Written instruction » Copy the entries starting at the first line and ending at the line that contains "(1094, 307)", with "jersey" swapped for "shirt" and nothing else changed. Omit the pictures.

Input data »

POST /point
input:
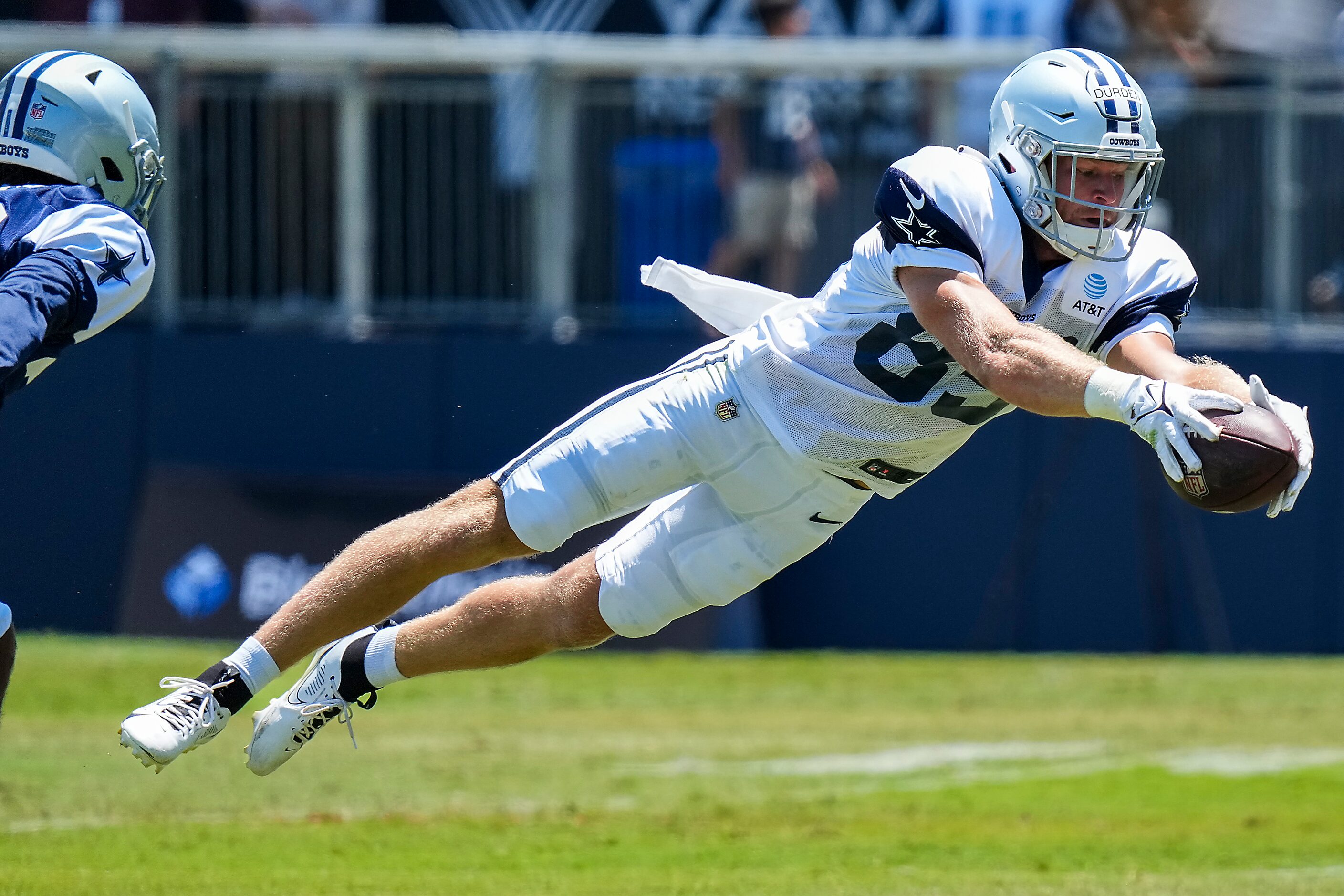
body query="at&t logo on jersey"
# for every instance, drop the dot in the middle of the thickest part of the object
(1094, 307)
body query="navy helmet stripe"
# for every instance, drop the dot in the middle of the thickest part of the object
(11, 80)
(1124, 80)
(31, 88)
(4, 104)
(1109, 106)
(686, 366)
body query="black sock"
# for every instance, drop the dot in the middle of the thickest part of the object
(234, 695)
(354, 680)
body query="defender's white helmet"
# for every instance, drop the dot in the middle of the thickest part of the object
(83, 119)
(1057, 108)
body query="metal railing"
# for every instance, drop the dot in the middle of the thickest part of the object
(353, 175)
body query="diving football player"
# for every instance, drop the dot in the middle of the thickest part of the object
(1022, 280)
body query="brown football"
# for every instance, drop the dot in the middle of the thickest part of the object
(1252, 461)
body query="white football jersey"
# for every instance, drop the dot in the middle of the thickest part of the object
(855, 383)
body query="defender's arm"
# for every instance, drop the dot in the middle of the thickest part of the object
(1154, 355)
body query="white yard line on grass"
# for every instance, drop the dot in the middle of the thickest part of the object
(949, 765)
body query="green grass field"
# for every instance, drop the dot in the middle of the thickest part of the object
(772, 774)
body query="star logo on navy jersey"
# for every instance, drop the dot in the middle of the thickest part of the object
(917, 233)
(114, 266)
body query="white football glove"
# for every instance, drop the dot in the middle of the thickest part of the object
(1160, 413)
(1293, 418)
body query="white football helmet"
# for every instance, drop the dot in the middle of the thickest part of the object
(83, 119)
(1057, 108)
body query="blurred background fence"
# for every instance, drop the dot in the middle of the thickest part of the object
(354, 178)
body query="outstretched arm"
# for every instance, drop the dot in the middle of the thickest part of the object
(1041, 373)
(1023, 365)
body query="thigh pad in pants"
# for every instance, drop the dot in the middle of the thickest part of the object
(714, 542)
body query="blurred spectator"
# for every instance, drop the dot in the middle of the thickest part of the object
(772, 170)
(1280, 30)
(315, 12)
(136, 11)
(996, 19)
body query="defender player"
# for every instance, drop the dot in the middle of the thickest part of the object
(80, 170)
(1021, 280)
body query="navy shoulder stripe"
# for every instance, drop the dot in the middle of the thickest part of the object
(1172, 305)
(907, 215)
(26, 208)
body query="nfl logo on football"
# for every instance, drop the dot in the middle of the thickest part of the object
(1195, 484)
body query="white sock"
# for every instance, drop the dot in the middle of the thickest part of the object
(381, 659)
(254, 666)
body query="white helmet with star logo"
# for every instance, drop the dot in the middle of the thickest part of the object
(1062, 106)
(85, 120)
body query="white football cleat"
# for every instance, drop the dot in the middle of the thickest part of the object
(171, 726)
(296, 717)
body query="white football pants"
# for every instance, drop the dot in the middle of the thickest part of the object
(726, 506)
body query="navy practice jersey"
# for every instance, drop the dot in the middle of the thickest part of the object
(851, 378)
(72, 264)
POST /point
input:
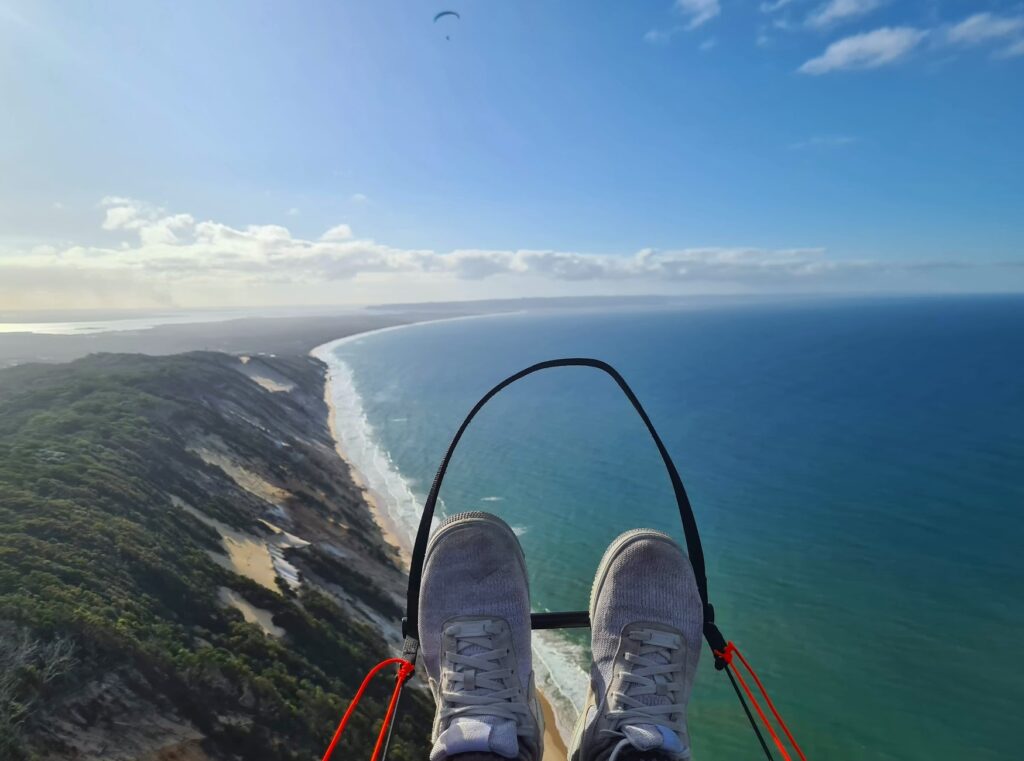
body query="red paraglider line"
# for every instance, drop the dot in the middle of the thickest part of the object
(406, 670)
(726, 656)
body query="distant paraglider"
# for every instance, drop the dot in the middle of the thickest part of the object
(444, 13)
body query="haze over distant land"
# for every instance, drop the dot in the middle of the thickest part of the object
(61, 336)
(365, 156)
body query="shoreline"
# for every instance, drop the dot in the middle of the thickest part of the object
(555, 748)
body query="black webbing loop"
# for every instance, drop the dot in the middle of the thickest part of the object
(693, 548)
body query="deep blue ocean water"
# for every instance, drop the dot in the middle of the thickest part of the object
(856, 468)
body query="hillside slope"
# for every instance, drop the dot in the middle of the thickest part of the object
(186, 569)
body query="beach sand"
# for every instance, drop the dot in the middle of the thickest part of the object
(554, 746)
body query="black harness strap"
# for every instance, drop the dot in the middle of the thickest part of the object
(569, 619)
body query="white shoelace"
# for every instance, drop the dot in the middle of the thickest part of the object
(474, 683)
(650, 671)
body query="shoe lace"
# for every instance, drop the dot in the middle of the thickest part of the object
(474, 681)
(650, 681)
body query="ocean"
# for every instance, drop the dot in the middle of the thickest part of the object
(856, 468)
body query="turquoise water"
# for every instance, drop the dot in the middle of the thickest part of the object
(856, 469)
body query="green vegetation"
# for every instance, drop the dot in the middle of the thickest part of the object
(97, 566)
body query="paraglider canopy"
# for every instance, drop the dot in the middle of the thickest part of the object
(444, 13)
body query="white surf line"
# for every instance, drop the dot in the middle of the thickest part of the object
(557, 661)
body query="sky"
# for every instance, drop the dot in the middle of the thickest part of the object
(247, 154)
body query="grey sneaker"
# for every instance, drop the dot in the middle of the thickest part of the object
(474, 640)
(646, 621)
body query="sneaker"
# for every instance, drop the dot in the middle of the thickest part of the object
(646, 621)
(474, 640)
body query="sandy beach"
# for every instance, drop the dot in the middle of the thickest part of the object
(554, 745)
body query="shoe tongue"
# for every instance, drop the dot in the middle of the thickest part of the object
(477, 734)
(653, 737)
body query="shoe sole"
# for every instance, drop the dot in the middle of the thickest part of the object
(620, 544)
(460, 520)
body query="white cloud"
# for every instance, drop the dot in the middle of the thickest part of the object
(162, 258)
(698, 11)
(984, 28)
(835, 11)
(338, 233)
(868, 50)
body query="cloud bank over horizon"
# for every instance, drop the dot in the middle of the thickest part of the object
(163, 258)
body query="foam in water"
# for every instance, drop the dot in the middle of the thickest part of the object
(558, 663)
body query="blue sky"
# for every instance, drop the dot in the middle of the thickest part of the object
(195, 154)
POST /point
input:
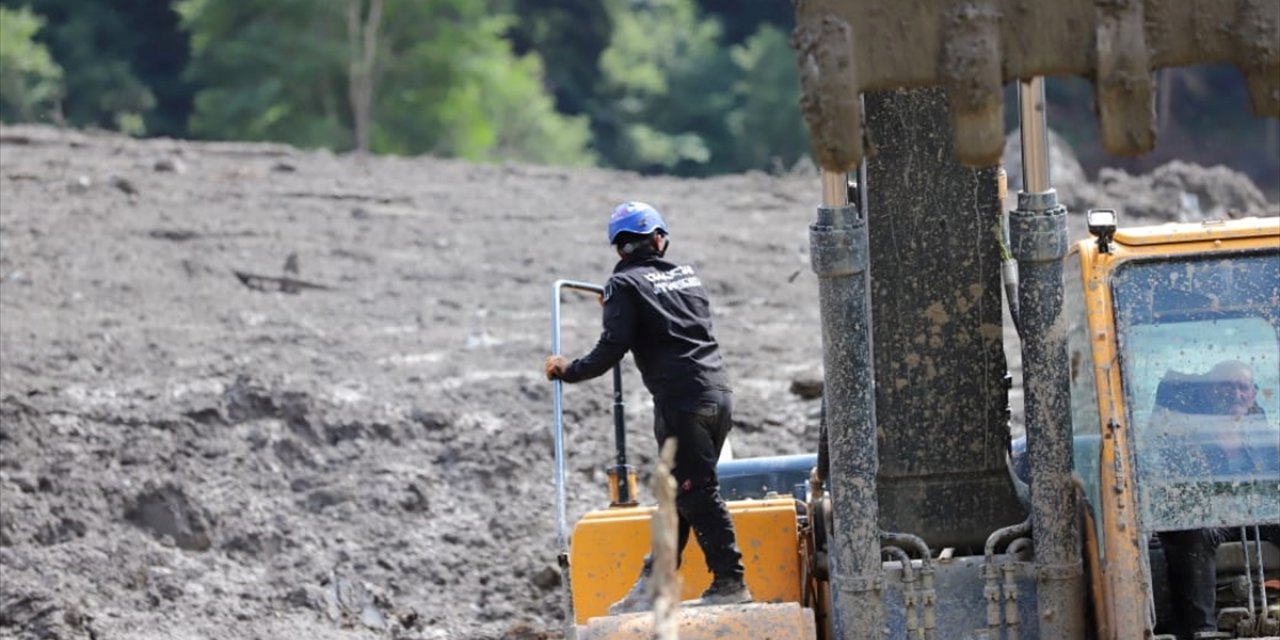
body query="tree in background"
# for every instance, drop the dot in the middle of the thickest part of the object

Output below »
POST /point
input:
body query="at&t logo on shirt"
# for every instance, drop the dot in the middle of the thickest part of the object
(1094, 307)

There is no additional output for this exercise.